▶ 本文:
━━━━━━━━
1兆円の“国家プロジェクト”はなぜ失敗したのか?MRJ関係者の証言
MRJを支えた下請けメーカーの苦悩と現実
一方、MRJに社運を賭けた会社も。1961年創業の「大起産業」(三重・桑名市)は、航空機の機体組み立てを請け負う会社で、その技術は世界からも高い評価を受けている。 三菱重工の下請けとして、胴体の一部や翼の付け根の部分の組み立てを担っていた大起産業は、MRJプロジェクトのため新たに60人を採用したが、まさかの開発中止で全員離職。 航空機事業部長の寺澤伸吾さんは、「みなさん魂を抜かれたみたいになってしまって…。飛行機が好きで会社に入ってきた人たちに応えられなかったということに、いまだに心が痛んでいる」と話し、内藤茂範社長も「MRJの時はやり切っていない。まだまだできるはず、やれることがあった。やっぱり不完全燃焼」と振り返る。
新戦略で‟再挑戦”!経済産業省の思惑
今年4月、政府はMRJの開発中止について分析し、4つの複合的要因があると公表した。1つ目と2つ目は、三菱航空機元社長の川井さんが指摘していた経験不足。3つ目に挙げたのは市場環境で、アメリカ市場の規制緩和を見越していたが、90席サイズに対する緩和が進まず、完成したとしてもビジネスとして不透明だったという。そして4つ目は、政府自ら自分たちを戒めた。経済産業省は民間企業一社に航空機開発を担わすのではなく、政府がもっと支援するべきだったと反省している。
━━━━━━━━
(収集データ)
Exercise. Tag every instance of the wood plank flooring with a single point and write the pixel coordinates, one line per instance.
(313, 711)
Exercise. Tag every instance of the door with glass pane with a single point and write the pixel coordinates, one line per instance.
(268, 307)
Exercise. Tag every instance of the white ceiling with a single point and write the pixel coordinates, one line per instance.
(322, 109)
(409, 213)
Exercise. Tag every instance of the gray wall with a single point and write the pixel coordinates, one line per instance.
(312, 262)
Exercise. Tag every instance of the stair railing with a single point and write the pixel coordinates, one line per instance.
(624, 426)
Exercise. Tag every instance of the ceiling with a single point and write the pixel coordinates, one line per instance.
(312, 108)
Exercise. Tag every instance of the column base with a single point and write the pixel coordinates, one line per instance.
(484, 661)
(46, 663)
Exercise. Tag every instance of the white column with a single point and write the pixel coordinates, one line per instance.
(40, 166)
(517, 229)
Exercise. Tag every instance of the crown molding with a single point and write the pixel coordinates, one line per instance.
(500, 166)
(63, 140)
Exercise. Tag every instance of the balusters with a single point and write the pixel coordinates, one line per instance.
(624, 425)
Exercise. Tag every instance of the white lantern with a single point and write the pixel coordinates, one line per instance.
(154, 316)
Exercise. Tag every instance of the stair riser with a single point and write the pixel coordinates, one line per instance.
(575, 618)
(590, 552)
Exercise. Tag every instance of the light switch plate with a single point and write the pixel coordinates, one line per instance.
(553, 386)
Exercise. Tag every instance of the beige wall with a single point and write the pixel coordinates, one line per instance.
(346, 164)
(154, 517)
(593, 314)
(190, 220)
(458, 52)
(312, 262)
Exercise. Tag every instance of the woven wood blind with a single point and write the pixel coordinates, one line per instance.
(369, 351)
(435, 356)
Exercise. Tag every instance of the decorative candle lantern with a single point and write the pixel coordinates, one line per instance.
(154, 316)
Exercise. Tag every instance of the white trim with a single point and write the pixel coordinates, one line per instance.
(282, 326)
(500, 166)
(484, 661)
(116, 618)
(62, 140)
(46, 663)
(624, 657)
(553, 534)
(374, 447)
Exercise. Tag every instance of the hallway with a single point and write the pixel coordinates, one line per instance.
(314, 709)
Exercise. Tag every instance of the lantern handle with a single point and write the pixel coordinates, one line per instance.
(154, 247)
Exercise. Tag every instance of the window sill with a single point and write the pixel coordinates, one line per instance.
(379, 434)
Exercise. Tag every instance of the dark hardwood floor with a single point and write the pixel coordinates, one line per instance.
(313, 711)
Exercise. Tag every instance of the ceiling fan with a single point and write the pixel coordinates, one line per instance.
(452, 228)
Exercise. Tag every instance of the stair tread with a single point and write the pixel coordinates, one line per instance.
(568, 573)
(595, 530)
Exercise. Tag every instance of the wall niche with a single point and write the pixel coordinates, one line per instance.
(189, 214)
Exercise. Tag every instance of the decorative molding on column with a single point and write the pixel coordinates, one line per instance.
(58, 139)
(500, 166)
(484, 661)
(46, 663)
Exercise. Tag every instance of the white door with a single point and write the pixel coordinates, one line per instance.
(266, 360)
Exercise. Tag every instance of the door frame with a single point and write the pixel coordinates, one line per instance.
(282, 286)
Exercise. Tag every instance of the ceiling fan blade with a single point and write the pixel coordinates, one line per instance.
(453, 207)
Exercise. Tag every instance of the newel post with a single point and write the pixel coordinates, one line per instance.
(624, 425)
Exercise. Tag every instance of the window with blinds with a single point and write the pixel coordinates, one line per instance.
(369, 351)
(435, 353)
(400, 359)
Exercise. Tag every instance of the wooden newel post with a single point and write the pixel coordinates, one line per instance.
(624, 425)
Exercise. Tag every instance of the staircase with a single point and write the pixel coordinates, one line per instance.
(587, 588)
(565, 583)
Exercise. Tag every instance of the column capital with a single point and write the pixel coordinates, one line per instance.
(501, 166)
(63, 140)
━━━━━━━━
▶ 課題一覧:
A. MRJに関する本文によれば、大起産業はMRJプロジェクトのために新たに何人を採用しましたか。
B. MRJに関する本文の続きを、最後の文の後から書き進めてください。
記録は本文とは別個の資料です。

▶ 解答一覧:
A. 60人です。

B.
MRJの開発中止から1年…政府は航空産業の新たな戦略を打ち出した。今までの飛行機とは違う、水素などを燃料とするジェット機に5兆円の巨額を投資する国家プロジェクトを発表したのだ。 経済産業省 航空機武器産業課 課長・呉村益生さんは、「MRJはものづくりに負けたわけではない。最終的に国際的なビジネスとして完遂できなかったことが大きな原因。2035年に向けて完遂機事業をつくっていく。大きなグランドデザインとして描いている」話す。 6月。兵庫・神戸市で開催された国際展示会「エンジンフォーラム神戸」には、ホンダや川崎重工など250社が出展。呉村さんは集まった航空機産業の関係者に向けて、「航空機産業は大きなゲームチェンジを迎えて、100年に一度の大きな変革期に来ている。日本としては、産業界の力を結集しながら新しい機体開発に貢献して、もう一段、二段、産業競争力を上げていきたい」と訴えた。 呉村さんはなるべく多くのブースを見て回り、日本の航空産業の持つ強みを改めて感じていた。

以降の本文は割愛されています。